### Problem to work on
Set down, without alteration, the lines from the one that contains "Would you be able to tag each instance of the liqueur" through the final line of the material below.

### Material provided
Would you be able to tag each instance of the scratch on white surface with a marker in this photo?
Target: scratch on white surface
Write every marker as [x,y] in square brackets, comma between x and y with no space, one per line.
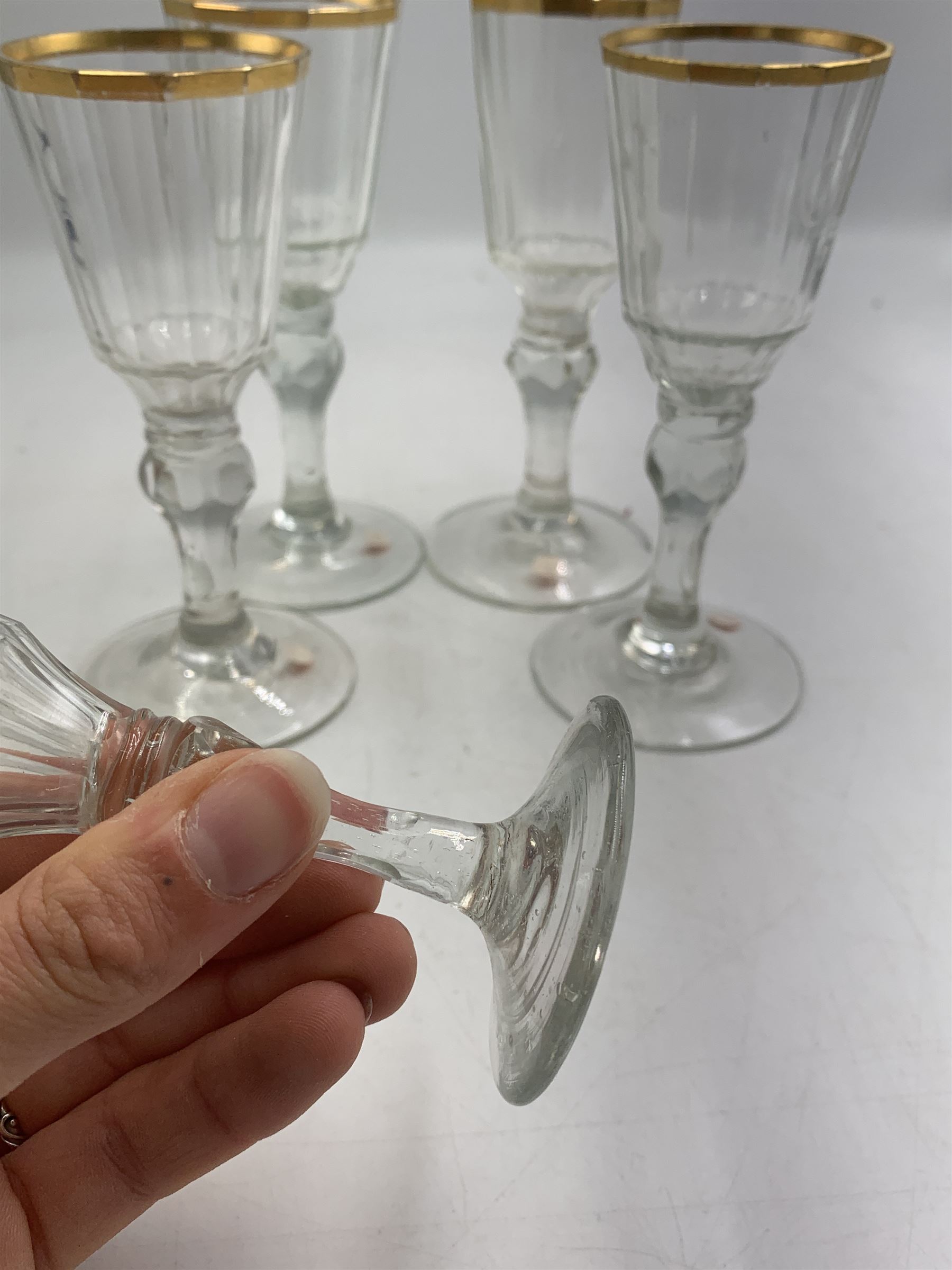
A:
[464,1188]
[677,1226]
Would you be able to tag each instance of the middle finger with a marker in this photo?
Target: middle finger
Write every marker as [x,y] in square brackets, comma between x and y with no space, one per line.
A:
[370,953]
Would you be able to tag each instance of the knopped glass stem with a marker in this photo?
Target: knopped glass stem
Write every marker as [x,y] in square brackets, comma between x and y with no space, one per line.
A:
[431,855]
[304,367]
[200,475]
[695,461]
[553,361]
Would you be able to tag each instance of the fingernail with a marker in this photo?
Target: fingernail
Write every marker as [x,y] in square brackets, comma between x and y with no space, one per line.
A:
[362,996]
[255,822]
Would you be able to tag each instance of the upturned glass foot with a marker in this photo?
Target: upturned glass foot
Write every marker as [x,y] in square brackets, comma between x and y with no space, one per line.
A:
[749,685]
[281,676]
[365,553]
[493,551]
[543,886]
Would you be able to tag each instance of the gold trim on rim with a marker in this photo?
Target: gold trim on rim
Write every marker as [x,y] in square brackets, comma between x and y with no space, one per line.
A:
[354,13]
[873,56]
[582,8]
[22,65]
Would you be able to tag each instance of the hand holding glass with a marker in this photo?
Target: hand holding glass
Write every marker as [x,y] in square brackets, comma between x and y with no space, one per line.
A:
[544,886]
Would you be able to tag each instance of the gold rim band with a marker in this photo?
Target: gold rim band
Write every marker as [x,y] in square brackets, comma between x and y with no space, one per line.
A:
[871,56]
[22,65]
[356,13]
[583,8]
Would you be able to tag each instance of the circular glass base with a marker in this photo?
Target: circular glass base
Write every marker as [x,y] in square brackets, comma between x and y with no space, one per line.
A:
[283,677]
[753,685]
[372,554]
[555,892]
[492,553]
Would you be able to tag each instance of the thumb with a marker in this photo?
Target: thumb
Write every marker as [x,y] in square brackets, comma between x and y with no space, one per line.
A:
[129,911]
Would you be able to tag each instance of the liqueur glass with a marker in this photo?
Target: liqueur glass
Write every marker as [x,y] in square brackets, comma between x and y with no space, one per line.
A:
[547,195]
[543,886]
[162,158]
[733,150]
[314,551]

### Written answer
Would you be able to tag each instance of the liqueur glass with a marker in this photo?
Target: liqueur glass
Write every marker as [x,y] in square brackets, comma between x and y with no space, one per line.
A:
[547,195]
[543,886]
[162,158]
[733,150]
[314,551]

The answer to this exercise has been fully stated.